◆ **YOUR OBJECTIVE**: Reproduce every one of the records below word for word, keeping their original order.

-- BEGIN --

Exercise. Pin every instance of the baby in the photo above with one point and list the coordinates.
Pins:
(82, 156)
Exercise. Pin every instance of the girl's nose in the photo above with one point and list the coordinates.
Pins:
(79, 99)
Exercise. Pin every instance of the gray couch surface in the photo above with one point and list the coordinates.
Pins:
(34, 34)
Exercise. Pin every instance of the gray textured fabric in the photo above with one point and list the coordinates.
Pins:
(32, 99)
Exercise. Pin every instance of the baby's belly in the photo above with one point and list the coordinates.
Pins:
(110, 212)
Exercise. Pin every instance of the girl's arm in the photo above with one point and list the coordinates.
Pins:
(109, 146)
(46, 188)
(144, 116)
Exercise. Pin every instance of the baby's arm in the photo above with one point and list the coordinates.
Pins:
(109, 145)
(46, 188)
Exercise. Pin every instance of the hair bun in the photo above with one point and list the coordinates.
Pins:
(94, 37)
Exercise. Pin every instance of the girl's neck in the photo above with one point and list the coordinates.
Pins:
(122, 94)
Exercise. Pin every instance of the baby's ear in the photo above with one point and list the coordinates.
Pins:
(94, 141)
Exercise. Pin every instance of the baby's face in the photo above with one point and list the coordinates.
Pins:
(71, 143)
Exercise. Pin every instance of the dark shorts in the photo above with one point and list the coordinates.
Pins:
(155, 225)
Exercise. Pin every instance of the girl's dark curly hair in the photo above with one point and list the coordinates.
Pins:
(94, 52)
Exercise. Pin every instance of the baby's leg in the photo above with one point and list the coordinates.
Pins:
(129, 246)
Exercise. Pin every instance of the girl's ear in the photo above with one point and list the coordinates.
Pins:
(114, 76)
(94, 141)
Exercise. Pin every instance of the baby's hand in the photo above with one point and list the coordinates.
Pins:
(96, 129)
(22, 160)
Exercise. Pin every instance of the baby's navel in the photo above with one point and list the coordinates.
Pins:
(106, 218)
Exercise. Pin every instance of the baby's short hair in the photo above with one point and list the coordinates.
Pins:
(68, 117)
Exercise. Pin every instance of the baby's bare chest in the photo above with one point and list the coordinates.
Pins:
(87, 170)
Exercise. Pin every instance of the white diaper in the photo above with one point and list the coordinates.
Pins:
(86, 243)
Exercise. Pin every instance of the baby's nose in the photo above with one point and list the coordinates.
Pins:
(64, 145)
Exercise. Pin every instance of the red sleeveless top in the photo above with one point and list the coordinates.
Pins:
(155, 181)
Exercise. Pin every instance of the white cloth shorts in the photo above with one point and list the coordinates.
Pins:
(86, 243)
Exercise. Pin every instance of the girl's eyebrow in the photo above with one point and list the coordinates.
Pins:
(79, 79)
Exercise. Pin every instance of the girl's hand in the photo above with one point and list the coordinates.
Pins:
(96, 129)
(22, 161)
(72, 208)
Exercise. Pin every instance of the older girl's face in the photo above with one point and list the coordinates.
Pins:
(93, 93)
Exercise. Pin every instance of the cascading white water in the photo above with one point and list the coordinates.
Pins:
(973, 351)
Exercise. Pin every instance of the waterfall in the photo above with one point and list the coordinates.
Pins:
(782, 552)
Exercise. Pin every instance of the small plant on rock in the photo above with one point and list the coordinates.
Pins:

-- END --

◆ **SOLVED EXERCISE**:
Exercise. Pin every instance of the baby in the photo above with one point and list the coordinates.
Pins:
(82, 156)
Exercise. Pin every instance of the girl's nose in the photo above with one point and list the coordinates.
Pins:
(79, 99)
Exercise. Pin every instance of the gray couch surface in the photo above with one point and list the coordinates.
Pins:
(34, 34)
Exercise. Pin every instance of the gray textured fabric in the photo above with one point and list the coordinates.
Pins:
(32, 99)
Exercise. Pin every instance of the baby's belly in the photo above with one point and list the coordinates.
Pins:
(110, 212)
Exercise. Pin every instance of the girl's arm in the photo above with one point and list the coordinates.
Pins:
(109, 146)
(46, 188)
(144, 116)
Exercise. Pin every instance of the baby's arm in the photo above with one point and list the coordinates.
Pins:
(109, 145)
(46, 188)
Exercise. Pin every instance of the hair bun in the photo above with one point and list the coordinates.
Pins:
(94, 37)
Exercise. Pin every instance of the girl's neck in the photo above with one point and list the coordinates.
Pins:
(122, 94)
Exercise. Pin every instance of the baby's ear in the photo above with one point and list the coordinates.
Pins:
(94, 141)
Exercise. Pin every instance of the baby's face in the photo above with one point and list the coordinates.
Pins:
(71, 143)
Exercise. Pin every instance of the dark shorts in the photo above with one point and list the coordinates.
Pins:
(155, 225)
Exercise. Pin every instance of the girl's dark curly hair in the photo above with one point and list the coordinates.
Pins:
(94, 52)
Exercise. Pin every instance of the baby's leg in the photo above with one point and list the coordinates.
Pins:
(129, 246)
Exercise. Pin every instance of the girl's ear in the photo above with one point and list the coordinates.
Pins:
(114, 76)
(94, 141)
Exercise. Pin every instance of the baby's hand in the photo above with one point and list the coordinates.
Pins:
(96, 129)
(22, 160)
Exercise. Pin every instance of the baby's navel in the photo above with one point and list the coordinates.
Pins:
(106, 218)
Exercise. Pin every instance of the baby's short hair in the photo above with one point and list the coordinates.
Pins:
(68, 117)
Exercise. Pin every instance of the baby's bare chest in the photo above with one point and list the coordinates.
Pins:
(87, 170)
Exercise. Pin every instance of the white diaper in the photo above with one point and list the coordinates.
Pins:
(86, 243)
Exercise. Pin every instance of the baby's nose in the photo above with one point and list the coordinates.
Pins:
(64, 145)
Exercise. Pin every instance of the red sleeveless top in the photo above with one point and list the coordinates.
Pins:
(155, 181)
Exercise. Pin every instance of the white cloth shorts in the photo above with one point and list the coordinates.
Pins:
(86, 243)
Exercise. Pin every instance of the girl's eyebrow in the photo above with one point and list the coordinates.
Pins:
(79, 79)
Exercise. Pin every instance of the girl's hand in the photo above with one point and list the coordinates.
Pins:
(96, 129)
(22, 161)
(72, 208)
Exercise. Pin every instance of the older girl's face in the photo above with one point and list the coordinates.
Pins:
(93, 93)
Exercise. Pin every instance of the cascading white water in the photo above with one point and list the coordinates.
Pins:
(973, 351)
Exercise. Pin every instance of the waterfall in the photo above with one point and list the coordinates.
Pins:
(782, 552)
Exercise. Pin every instance of the small plant on rock in the photo above with one point and list the coordinates.
Pins:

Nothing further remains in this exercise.